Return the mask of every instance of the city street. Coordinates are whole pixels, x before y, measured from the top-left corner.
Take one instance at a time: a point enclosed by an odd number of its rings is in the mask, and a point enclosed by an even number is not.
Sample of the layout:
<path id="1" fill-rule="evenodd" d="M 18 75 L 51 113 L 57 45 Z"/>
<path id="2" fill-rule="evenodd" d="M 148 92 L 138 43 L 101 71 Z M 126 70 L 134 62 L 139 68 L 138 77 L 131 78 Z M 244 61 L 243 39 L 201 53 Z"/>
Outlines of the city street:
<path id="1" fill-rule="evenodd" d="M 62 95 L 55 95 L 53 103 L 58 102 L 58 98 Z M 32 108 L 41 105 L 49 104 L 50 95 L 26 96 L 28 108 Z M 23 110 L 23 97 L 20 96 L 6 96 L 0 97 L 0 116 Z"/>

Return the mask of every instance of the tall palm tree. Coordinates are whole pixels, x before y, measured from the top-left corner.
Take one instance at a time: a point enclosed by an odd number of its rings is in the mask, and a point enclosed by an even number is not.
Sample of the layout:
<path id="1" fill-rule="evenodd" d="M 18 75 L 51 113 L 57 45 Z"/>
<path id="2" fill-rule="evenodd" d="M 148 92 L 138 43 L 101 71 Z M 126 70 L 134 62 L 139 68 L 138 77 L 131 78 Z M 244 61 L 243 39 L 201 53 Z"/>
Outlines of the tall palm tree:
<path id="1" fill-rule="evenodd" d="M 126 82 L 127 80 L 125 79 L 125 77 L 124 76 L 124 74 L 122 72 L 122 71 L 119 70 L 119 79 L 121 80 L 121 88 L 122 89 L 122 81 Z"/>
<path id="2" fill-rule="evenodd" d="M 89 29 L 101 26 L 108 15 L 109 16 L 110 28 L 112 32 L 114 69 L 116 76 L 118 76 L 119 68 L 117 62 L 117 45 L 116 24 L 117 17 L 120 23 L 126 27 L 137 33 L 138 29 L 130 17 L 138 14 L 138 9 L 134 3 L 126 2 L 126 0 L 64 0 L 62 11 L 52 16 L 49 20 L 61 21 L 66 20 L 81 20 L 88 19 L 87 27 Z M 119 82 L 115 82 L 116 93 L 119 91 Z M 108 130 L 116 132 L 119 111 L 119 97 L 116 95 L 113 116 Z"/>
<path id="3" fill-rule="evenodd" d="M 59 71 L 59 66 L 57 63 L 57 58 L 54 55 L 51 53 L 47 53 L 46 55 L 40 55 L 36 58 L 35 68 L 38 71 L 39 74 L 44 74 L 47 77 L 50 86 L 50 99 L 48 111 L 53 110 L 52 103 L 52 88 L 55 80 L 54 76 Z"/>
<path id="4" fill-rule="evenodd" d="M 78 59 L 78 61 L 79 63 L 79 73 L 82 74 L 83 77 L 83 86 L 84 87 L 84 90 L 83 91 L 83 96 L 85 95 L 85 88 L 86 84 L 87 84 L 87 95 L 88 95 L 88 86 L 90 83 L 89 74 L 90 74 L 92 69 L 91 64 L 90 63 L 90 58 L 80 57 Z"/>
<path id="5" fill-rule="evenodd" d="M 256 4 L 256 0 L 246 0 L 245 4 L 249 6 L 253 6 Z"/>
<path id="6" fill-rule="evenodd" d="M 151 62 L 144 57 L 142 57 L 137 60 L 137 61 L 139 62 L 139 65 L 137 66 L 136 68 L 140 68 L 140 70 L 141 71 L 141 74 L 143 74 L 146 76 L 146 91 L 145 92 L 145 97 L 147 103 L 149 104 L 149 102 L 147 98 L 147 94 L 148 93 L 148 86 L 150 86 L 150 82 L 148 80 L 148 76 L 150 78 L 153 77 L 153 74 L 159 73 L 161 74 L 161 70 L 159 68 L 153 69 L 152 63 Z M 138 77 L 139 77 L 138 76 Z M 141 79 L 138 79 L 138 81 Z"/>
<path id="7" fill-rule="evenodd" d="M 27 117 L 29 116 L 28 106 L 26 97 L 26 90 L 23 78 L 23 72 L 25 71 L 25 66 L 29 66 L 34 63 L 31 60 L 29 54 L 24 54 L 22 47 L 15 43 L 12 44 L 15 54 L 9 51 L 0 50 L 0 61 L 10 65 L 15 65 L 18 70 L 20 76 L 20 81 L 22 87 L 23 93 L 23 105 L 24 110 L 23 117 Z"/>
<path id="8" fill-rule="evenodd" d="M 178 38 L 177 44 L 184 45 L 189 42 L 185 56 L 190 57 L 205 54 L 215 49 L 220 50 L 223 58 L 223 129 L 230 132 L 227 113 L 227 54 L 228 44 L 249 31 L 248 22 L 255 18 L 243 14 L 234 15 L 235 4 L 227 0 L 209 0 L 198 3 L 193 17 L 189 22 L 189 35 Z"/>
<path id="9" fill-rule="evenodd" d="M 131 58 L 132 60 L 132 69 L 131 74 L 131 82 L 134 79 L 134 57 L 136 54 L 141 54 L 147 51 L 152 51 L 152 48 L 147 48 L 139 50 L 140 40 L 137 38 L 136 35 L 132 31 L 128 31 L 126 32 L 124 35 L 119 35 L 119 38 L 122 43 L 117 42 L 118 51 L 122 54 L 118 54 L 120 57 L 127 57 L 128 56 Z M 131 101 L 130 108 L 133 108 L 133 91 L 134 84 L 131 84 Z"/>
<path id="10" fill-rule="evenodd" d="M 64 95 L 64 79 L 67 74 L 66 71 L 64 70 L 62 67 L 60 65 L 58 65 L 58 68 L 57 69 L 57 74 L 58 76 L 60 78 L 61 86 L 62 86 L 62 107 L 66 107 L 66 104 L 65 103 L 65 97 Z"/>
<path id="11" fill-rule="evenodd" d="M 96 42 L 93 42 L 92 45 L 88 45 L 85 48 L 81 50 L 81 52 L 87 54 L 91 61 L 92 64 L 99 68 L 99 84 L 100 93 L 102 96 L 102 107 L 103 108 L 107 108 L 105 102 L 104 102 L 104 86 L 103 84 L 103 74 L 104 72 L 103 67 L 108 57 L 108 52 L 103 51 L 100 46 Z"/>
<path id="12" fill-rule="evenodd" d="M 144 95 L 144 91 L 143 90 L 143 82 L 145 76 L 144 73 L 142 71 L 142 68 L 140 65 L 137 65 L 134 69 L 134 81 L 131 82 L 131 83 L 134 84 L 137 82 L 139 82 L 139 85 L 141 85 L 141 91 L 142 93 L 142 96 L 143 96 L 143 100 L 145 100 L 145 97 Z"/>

######

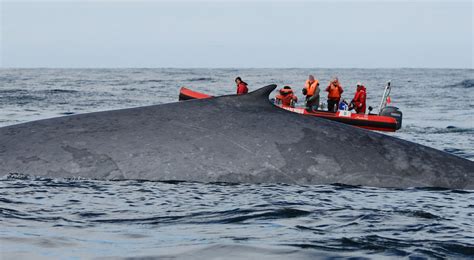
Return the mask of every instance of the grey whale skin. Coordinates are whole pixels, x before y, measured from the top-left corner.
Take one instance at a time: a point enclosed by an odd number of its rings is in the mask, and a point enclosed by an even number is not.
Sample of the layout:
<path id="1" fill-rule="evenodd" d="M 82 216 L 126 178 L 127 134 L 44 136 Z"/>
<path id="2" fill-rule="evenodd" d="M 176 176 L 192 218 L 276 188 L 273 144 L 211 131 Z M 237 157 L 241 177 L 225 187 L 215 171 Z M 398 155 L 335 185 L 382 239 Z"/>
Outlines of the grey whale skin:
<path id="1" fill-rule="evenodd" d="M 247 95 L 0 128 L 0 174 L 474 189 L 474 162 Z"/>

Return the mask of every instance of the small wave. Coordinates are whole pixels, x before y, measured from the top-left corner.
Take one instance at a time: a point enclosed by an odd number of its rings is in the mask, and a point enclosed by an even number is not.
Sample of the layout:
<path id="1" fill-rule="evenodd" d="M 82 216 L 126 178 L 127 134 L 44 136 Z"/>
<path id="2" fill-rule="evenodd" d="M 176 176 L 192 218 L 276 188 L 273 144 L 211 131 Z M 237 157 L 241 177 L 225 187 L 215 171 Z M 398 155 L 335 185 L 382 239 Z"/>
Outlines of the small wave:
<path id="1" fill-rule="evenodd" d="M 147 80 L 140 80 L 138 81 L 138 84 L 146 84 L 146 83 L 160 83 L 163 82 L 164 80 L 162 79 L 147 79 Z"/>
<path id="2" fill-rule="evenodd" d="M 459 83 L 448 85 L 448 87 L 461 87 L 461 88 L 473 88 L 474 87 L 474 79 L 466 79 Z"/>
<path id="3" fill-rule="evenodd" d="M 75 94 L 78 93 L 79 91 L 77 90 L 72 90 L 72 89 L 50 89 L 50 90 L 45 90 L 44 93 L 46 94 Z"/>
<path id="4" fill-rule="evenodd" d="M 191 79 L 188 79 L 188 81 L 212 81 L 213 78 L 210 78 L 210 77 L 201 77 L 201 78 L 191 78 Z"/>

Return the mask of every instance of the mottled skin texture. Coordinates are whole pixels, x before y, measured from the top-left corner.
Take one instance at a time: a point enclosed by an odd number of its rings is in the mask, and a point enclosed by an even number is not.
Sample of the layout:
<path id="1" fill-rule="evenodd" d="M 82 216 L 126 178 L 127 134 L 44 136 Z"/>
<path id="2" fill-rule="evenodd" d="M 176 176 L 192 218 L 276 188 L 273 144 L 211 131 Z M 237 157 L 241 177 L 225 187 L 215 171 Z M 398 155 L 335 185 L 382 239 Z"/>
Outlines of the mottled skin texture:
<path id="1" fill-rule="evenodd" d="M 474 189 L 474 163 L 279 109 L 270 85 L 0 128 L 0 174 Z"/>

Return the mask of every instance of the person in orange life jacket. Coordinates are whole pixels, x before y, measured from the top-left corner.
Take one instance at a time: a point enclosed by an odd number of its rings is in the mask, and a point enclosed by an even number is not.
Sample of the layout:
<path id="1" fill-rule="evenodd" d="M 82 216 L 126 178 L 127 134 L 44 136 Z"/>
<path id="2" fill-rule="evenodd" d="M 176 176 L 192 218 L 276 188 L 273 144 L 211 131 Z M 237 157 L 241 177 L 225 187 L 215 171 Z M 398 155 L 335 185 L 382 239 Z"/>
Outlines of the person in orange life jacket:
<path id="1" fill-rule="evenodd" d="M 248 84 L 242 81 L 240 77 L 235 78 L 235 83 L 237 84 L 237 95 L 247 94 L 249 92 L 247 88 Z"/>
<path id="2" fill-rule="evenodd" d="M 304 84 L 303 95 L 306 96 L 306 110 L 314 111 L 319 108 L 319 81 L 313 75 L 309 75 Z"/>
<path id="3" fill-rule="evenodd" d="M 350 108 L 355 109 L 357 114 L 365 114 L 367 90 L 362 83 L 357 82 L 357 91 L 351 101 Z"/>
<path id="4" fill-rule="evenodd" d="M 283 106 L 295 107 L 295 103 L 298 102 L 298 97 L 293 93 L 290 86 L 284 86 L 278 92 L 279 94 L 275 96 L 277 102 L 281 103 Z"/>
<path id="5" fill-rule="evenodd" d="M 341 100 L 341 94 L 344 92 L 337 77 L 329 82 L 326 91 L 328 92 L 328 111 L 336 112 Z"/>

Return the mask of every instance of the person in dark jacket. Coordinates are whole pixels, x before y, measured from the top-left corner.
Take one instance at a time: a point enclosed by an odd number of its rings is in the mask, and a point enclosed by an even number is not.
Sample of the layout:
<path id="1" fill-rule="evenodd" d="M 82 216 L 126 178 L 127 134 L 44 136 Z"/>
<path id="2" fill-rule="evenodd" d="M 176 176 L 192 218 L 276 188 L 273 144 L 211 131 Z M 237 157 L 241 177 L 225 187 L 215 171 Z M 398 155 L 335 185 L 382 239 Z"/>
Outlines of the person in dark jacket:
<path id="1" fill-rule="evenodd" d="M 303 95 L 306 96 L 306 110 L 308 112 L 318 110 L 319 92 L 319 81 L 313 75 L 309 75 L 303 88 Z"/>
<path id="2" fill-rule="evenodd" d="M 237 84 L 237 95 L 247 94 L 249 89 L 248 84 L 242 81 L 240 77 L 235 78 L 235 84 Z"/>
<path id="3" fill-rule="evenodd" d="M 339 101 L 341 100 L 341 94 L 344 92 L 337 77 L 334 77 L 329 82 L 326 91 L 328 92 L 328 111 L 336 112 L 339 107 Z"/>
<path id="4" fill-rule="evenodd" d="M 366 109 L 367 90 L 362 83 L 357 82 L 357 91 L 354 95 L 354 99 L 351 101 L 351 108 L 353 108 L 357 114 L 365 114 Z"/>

######

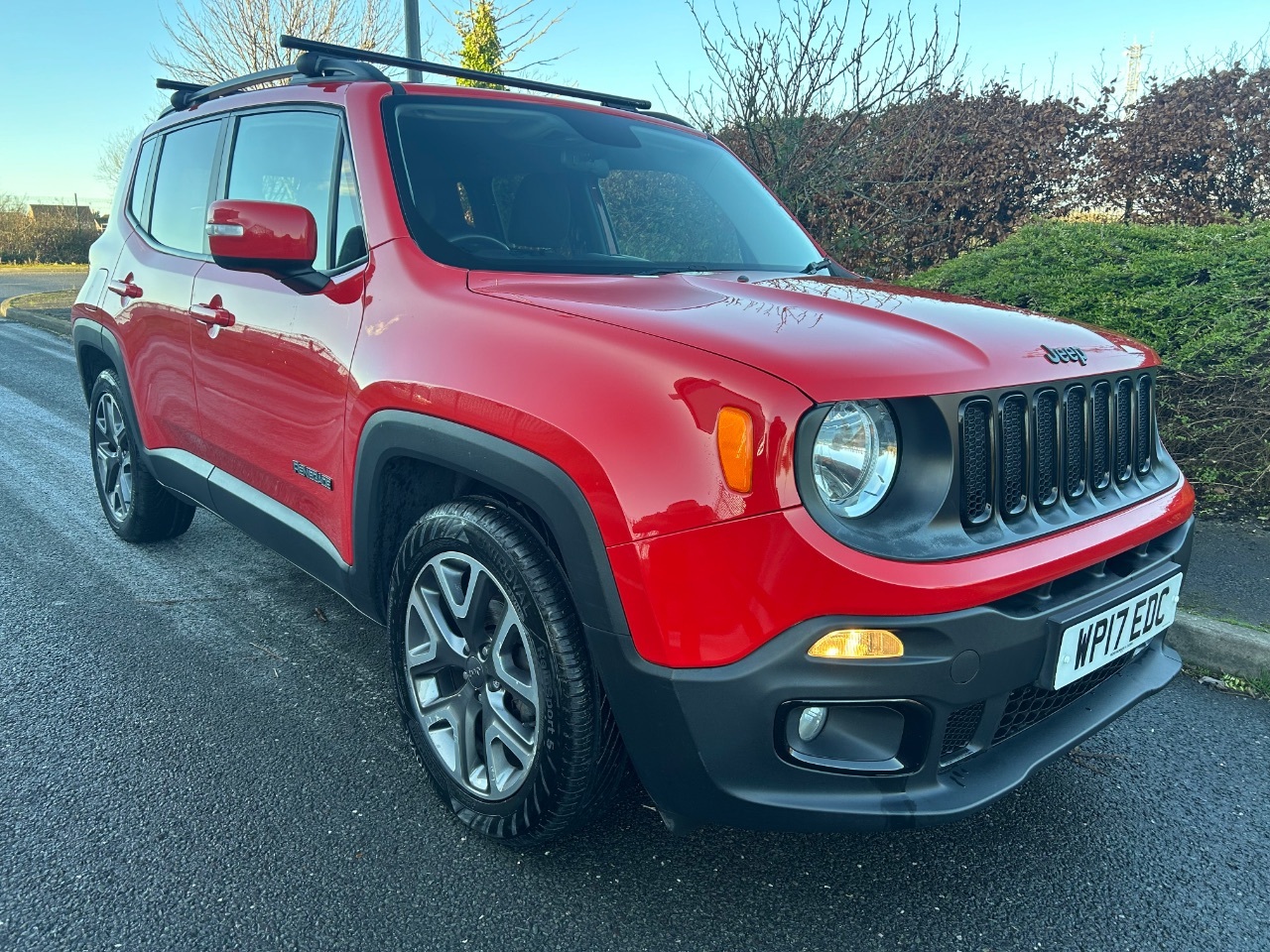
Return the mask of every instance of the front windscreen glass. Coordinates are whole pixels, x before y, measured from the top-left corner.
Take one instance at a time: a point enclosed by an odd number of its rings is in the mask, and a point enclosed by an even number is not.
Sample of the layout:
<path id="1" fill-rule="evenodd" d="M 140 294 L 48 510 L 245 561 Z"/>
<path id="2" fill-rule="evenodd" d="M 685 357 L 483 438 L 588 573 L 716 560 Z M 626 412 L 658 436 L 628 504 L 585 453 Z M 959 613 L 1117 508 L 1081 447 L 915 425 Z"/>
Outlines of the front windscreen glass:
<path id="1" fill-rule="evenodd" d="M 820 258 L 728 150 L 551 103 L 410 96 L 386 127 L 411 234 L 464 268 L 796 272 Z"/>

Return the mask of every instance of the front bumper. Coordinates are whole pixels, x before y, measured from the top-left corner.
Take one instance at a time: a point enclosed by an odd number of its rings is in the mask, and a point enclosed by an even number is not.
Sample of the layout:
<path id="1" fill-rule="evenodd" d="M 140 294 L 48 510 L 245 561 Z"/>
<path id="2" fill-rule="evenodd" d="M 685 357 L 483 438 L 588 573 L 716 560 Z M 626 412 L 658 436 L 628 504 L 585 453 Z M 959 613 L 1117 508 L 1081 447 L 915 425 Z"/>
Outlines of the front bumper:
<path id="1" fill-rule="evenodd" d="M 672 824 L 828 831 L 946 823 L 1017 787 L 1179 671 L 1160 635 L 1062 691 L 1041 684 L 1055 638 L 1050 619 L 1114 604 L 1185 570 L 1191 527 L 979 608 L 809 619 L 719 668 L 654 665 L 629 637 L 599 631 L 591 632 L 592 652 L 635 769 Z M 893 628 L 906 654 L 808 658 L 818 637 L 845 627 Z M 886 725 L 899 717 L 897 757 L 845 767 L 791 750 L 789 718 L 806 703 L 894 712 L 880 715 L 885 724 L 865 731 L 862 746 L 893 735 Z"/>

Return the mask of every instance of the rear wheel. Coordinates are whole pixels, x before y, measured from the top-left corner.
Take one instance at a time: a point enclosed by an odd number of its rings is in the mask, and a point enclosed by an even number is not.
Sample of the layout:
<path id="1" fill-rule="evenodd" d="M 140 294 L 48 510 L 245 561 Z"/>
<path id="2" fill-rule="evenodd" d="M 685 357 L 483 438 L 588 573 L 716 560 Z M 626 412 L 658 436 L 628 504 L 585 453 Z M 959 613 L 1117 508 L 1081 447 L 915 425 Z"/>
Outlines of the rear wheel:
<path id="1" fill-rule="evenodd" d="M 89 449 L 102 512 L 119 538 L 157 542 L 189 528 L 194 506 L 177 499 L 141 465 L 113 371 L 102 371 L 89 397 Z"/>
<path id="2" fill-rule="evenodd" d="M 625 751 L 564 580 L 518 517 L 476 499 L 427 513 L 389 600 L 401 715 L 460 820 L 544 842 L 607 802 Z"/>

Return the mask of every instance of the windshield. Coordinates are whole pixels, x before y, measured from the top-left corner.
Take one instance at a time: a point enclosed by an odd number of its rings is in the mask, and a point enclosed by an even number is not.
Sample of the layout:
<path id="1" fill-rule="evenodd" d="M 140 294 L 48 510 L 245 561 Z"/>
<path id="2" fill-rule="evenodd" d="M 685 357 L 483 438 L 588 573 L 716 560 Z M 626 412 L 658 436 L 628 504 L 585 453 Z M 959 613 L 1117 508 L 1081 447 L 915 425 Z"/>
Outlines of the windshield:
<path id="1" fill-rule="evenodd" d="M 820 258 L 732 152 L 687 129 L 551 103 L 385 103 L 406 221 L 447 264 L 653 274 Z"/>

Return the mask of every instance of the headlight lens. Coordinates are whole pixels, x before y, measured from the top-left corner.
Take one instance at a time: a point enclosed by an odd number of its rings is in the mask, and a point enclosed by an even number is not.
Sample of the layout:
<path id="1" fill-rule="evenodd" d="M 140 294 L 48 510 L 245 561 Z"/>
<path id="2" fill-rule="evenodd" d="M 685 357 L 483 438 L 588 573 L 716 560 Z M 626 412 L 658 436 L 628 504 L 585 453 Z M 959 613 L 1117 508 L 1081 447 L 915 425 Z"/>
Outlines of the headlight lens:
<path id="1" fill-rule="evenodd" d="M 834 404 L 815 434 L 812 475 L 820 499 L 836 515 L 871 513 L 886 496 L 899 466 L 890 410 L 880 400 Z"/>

######

> **Exercise instructions**: Report each line of the rows above that contains the string "whale", copying the whole line. Matching is case-sensitive.

> **Final result**:
Return the mask of every instance of the grey whale skin. Coordinates are whole pixels, x before y, measured from the top-left corner.
Outlines of the grey whale skin:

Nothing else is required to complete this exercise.